> Complete the following
1/ In the NYPress reminiscence, what did Don hang in one of the office windows pointed at Paper?
2/ Write the next part of the NYPress reminiscence, picking up after its last sentence.

> Text block
========================

Last week I joined longtime friends Michael Yockel and Jennifer Bishop—absent from our usual quartet was frequent-flier Alan Hirsch, out in Los Angeles to visit his daughter’s family—for a three-hour coffee gab, an appointment we make every 10 weeks or so. It’s a lot of fun—no phones, the implicit rule of no politics—and, owning up to a contradiction from the last paragraph, there is a wave of nostalgia about the days long ago when gatherings of friends was a daily occurrence, we worked together, and not a rendezvous planned two months in advance.

About two hours into the banter, I mentioned to the Yoke and Jennifer that in the past month two former NYPress contributors emailed and outlined a prospective documentary about the paper, commandeered by a man they both like and respect. It’s flattering to be considered for such a venture, but I told the fellows that although I’d be glad to reminisce about that era, my suspicion was that the completed film might reach an audience of 200. One, documentaries are produced today like bushels of Long Island corn in August; they come and go and that’s that. Two, I’m not sure why anyone—aside from those with intimate knowledge of the paper, or fans—would watch close-ups of now-older men digging through the past. Michael, at 70, is a good-looking guy (always was), but I’ve lost any visual appeal that I might’ve once had, and suspect that’s the same for other prospective participants.

The main problem is there’s no video clips from that period that might, in fact, make for a modicum of visual attraction. Aside from assembling a weekly paper, and competing with the Village Voice—sometimes friendly, sometimes very, very nasty—we pulled a bunch of pranks. Across the street from NYP’s first office at Spring St. and Broadway was the headquarters of Paper, run by David Hershkovitz and Kim Hastreiter, a monthly that colleagues Michael Gentile, Don Gilbert, Michael Cohen and I found hilariously silly, catering to (and shamelessly puffing up celebrities) the local art scene. For a month, Don hung a Jolly Roger skull ‘n’ bones flag on one of our windows, pointed right at Paper. On occasion, there was some waving between the people in the two offices, and we cracked up later while drinking pints at Milano’s on Houston St. It was harmless, a time-killer and of a piece with the paper’s eclectic, hit-or-miss content.

========================

> Data lines

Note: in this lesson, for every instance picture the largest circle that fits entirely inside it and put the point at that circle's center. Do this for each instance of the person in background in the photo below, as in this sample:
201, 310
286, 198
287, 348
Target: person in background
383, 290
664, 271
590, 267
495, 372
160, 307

========================

> Written responses
1/ A Jolly Roger skull 'n' bones flag.

2/
We had enormous respect for Spy, the monthly magazine that was founded in 1986 by Kurt Andersen, Graydon Carter and Tom Phillips, Jr. By chance, I bought the first issue in October of ’86 at a newsstand in Penn Station on a Sunday morning. Three of my brothers and I attended a Mets-Astros playoff game at Shea Stadium, and then continued to behave badly—booze-wise—and on the Amtrak back to Baltimore, though I was practically seeing double, I was blown away by this new magazine, easily the smartest media entry of that decade, with meticulous, clever and biting stories and shorts, equaled by the most innovative design—which was widely imitated by other magazines once their art directors got around to noticing it. Spy was a brilliant comet; in one of my first MUGGER columns for NYP, I suggested the founders sell it and reap the enormous premium it’d fetch in a market when media traded hands monthly. They did do that in 1991, but after the men who squeezed the juice moved on to other pursuits, the luster was gone.

I don’t recall the precise who-what-when-where-why of Gentile and I trailing a Spy employee around the neighborhood (picture above)—Hank was a very good sport—for a story of ours, but again the two of us laughed so mightily I had to remove my glasses to wipe away the tears. If Andersen or Carter even noticed our short bit, they didn’t let on. As it happened, when Spy left the Puck Building for grander Union Square quarters, NYPress took over their ninth floor offices, and when we moved in, Carter left me a bottle of wine along with a gracious note (he was appreciative of a ringing endorsement in the City Paper column “RUMP”—a precursor to “MUGGER”—and invited me to lunch just before I sold CP, and gave advice about the new, yet unnamed paper I planned to start in Manhattan). A documentary about Spy and what it spawned would capture my attention.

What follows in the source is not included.